## EXCERPTED TEXT
In a rare display of bipartisan cooperation, Congress is on the brink of passing a significant bill that could potentially lift half a million children out of poverty in Washington. The proposed legislation involves an expanded tax credit for parents of children aged 16 and younger, mirroring a plan that briefly passed during President Biden’s first year in office.

 

New Child Tax Credits Aim to Lift Half a Million Kids Out of Poverty in Washington
New Child Tax Credits Aim to Lift Half a Million Kids Out of Poverty in Washington

 

The bipartisan effort, led by Democratic Sen. Ron Wyden of Oregon and Republican Rep. Jason Smith of Missouri, has gained momentum, securing a 40-3 approval in the Republican-controlled House Ways and Means Committee earlier this month. If successful, the bill could be voted on in the House as soon as next week.

The proposed tax credit is a scaled-down version of the 2021 plan, which aimed to reduce child poverty by converting the tax credit into a universal child allowance. However, the 2021 plan faced opposition and expired after one year, leading to a spike in child poverty by approximately 5 million children in the following year.

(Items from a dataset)
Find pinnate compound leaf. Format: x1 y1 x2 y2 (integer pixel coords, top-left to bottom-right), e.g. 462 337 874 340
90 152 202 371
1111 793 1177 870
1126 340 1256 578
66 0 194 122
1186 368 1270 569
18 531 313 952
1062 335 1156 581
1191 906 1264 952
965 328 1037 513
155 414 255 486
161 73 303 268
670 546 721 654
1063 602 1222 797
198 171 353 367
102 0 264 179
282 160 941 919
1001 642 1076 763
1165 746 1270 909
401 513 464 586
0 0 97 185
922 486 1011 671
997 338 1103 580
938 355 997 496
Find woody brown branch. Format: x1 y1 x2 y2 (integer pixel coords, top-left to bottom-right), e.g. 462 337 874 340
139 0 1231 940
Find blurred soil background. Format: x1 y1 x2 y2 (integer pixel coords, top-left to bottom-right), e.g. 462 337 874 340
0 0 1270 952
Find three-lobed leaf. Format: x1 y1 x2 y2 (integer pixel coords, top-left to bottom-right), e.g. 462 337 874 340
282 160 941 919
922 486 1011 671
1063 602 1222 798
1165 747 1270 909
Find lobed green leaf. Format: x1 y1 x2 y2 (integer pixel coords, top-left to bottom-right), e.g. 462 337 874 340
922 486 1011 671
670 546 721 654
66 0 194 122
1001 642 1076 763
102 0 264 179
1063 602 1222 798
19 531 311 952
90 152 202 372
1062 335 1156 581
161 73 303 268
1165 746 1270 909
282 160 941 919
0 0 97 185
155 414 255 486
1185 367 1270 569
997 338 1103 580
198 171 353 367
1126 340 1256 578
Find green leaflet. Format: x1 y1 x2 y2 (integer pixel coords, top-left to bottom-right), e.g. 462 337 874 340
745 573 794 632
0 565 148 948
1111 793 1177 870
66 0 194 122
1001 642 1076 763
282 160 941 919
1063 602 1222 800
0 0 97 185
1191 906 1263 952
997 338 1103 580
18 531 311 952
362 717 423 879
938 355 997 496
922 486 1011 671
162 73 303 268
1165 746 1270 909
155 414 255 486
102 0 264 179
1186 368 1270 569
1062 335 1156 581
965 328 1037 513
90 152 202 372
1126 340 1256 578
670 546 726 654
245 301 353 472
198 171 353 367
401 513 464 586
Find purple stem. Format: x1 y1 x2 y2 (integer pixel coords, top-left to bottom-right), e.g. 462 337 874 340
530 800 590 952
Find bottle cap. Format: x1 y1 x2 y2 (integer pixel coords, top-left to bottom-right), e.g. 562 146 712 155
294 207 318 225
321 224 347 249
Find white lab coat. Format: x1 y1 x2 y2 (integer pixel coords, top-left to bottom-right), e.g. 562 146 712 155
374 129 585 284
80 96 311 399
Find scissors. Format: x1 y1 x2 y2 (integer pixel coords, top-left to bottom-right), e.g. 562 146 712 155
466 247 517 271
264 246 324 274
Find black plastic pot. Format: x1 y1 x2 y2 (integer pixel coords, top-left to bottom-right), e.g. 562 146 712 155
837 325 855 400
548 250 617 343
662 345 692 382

## DIRECTIONS
Reproduce the part of the child tax credit article starting at "The bipartisan effort, led" and ending at "as next week.". Work only from the article on child tax credits and leave the data aside.

## RESULT BELOW
The bipartisan effort, led by Democratic Sen. Ron Wyden of Oregon and Republican Rep. Jason Smith of Missouri, has gained momentum, securing a 40-3 approval in the Republican-controlled House Ways and Means Committee earlier this month. If successful, the bill could be voted on in the House as soon as next week.